#### [WHAT YOU ARE ASKED TO DO]
Format every line of the records below as a numbered list, skipping any blank lines.

[Stored data entries]
═══

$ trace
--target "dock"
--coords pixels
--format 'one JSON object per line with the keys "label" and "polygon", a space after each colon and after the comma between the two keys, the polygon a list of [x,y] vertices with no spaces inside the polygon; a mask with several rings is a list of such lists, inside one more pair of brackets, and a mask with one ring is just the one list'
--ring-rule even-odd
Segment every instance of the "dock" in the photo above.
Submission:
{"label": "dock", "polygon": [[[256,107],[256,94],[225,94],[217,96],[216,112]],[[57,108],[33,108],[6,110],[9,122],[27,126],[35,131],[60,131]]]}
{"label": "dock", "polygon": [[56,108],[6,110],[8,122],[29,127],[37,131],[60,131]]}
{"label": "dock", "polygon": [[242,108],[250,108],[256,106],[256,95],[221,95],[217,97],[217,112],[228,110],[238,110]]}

═══

#### [TASK ANSWER]
1. $ trace
2. --target "dock"
3. --coords pixels
4. --format 'one JSON object per line with the keys "label" and "polygon", a space after each colon and after the comma between the two keys, the polygon a list of [x,y] vertices with no spaces inside the polygon; a mask with several rings is a list of such lists, inside one more pair of brackets, and a mask with one ring is just the one list'
5. --ring-rule even-odd
6. Segment every instance of the "dock" in the photo above.
7. Submission:
8. {"label": "dock", "polygon": [[[256,107],[256,94],[225,94],[217,96],[216,112]],[[57,108],[33,108],[6,110],[9,122],[27,126],[35,131],[60,131]]]}
9. {"label": "dock", "polygon": [[56,108],[6,110],[8,122],[29,127],[37,131],[60,131]]}
10. {"label": "dock", "polygon": [[242,108],[250,108],[256,106],[256,95],[221,95],[217,97],[217,112],[228,110],[238,110]]}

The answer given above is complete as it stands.